[START PASSAGE PROVIDED]

The response on Twitter came quickly and predictably.
“Too bad the East Side has to choose between resources instead of accumulating them,” someone tweeted, taking far fewer than the 140 characters allotted to sum up the emotions of many.
The inspiration for that observation was the future of the Portland Avenue Community Center and the park that surrounds it.
The green space, a simple sanctuary of sorts in a part of town with far too few of them, dates back to the 1930s. The modest community center, meanwhile, opened in 1988.
Both now could be lost to progress.
Proceeds from the potential sale of the center and park figure into the financial alchemy necessary to build the $30 million East Side Community Center. That facility is scheduled to open in 2018 about two miles away on the campus of First Creek Middle School.
Many people, including this columnist, have championed that building, and rightfully so.
But the “this for that” approach is now raising a question for an area of Tacoma with a long history of neglect and disinvestment, a question that taps into long-held feelings of distrust and resentment for many East Side residents:
Why should we have to lose something, yet again, in exchange for something else, even if what we’re getting is better?
The answer, simply put, is they shouldn’t have to. With some effort and creativity, we can find a better way.
First, some background.
Like so many neighborhood issues, this one involved plenty of complexities and well-meaning moving parts. To hear decision makers describe it, most pertained to detailed budget calculations and “strategic plans” written in thick documents.
The true definition of surplus is you don’t really need either of those, because they’re being replaced, and so it becomes surplus. The rub is we’re going to replace the pool, and it’s going to be way better. We’re going to replace the community center, and it’s going to be way better. But it is that green space that’s a little bit more sensitive.
Metro Parks Tacoma Director of Recreation and Community Services Dave Lewis
Nearly from the beginning, the math to make the new East Side Community Center work has called for roughly $3 million from the sale of surplus properties.
Specifically, the Portland Avenue Community Center and park, and Metro Parks’ piece of the East Side Pool, have been identified as possible sources for this money, according to Dave Lewis, Metro Parks Tacoma Director of Recreation and Community Services.
But those assets are more than entries in an account ledger.
The park features large play fields where the Tacoma Rugby Club held more than 30 practices and games last year; a covered picnic area for families; and playground equipment for kids that draws visitors on a daily basis.
The community center offers tae kwon do, diabetic foot care, sewing classes and meals for seniors, among other worthy programs.
Listen to area residents like 34-year-old Stephanie Smith, a mother of two, and you hear about a park and community center that are invaluable and one of her neighborhood’s “few options” for recreation.
Smith said that for many of her neighbors, reliable transportation can be a challenge, and even a distance of two miles could serve as a significant deterrent to using the new facility at First Creek.
There’s no question that, as a whole, the East Side will benefit from the new East Side Community Center.
But what’s equally true is that part of this potential tradeoff feels unfortunately familiar.
This is an area of the city where demographics are diverse, poverty is prevalent and a number of important community assets have been lost through the years, including the Boys & Girls Club on East 64th Street and the Swan Creek Library.
If there’s a silver lining here, it’s that there’s still time to do something different.

[END PASSAGE PROVIDED]
[START STORED DATA]

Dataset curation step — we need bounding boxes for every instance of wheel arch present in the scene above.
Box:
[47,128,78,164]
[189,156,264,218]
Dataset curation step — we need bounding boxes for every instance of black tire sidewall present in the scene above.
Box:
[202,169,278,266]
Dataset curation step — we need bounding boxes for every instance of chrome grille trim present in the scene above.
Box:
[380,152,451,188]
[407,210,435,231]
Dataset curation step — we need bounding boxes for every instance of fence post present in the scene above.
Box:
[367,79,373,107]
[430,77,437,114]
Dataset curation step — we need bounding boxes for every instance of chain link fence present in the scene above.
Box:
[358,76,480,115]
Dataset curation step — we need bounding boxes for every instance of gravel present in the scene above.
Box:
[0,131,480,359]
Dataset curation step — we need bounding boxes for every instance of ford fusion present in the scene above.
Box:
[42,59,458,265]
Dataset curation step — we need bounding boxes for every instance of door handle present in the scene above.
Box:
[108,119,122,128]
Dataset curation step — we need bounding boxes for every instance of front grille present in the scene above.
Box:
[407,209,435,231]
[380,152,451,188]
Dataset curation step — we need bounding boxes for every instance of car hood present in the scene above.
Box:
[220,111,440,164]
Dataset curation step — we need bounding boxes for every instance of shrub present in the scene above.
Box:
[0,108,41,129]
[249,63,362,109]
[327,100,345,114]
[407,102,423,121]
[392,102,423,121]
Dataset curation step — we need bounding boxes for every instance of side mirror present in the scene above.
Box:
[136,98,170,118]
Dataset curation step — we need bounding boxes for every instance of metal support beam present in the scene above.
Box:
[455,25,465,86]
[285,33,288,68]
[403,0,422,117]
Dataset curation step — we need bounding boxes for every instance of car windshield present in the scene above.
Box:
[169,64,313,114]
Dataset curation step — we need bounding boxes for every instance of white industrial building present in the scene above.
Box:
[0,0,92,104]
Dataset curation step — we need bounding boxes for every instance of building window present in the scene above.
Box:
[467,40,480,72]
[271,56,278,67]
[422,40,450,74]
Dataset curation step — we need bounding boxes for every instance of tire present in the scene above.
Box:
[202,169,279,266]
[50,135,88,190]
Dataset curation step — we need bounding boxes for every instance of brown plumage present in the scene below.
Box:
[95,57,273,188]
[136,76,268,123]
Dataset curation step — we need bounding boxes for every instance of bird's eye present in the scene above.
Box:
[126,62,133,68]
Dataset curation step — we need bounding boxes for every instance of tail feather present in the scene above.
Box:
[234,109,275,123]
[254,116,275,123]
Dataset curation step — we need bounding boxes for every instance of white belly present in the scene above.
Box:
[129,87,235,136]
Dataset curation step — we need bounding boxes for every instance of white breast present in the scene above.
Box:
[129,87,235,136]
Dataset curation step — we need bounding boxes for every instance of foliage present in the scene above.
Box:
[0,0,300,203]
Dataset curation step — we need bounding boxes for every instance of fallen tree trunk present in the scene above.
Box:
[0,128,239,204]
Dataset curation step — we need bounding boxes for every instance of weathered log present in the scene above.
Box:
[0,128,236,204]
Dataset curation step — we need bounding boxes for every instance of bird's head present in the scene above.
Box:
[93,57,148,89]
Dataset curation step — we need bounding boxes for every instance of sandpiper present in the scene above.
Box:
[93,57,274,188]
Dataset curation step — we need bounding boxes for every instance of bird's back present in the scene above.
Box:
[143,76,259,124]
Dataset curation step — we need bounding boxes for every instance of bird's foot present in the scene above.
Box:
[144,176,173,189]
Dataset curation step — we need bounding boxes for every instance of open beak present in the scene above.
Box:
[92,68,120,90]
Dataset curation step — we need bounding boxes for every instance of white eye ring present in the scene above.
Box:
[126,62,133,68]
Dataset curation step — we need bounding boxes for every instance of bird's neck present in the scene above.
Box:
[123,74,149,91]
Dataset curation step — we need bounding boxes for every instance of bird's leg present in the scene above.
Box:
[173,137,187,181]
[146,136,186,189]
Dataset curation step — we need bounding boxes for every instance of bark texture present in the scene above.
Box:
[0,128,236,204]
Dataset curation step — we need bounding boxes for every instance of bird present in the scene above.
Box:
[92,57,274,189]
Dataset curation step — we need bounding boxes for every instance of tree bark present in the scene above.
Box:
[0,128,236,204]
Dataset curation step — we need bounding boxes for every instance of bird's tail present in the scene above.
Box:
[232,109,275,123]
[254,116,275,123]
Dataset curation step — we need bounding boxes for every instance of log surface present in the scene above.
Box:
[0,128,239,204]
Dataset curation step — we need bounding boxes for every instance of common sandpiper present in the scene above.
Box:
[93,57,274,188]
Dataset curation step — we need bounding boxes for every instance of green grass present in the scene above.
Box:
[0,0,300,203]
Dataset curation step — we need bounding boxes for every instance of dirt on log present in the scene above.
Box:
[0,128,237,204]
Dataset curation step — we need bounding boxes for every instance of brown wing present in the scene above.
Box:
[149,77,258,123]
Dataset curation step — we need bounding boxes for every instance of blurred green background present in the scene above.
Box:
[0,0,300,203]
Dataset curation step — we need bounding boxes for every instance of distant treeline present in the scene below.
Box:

[END STORED DATA]

- _THE TASKS_
1. Echo the Portland Avenue column word for word, everything from "Many people, including" down to "First, some background.".
2. Decide whether each statement agrees with the Portland Avenue column, and support each yes or no with the deciding words quoted from it: (a) The Portland Avenue Community Center opened in 1988. (b) The new East Side Community Center is scheduled to open in 2020. (c) The Tacoma Rugby Club held more than 30 practices and games at the park last year.

- _RESPONSES IN ORDER_
1.
Many people, including this columnist, have championed that building, and rightfully so.
But the “this for that” approach is now raising a question for an area of Tacoma with a long history of neglect and disinvestment, a question that taps into long-held feelings of distrust and resentment for many East Side residents:
Why should we have to lose something, yet again, in exchange for something else, even if what we’re getting is better?
The answer, simply put, is they shouldn’t have to. With some effort and creativity, we can find a better way.
First, some background.

2.
(a) Yes: "The modest community center, meanwhile, opened in 1988."
(b) No: "That facility is scheduled to open in 2018 about two miles away on the campus of First Creek Middle School."
(c) Yes: "The park features large play fields where the Tacoma Rugby Club held more than 30 practices and games last year"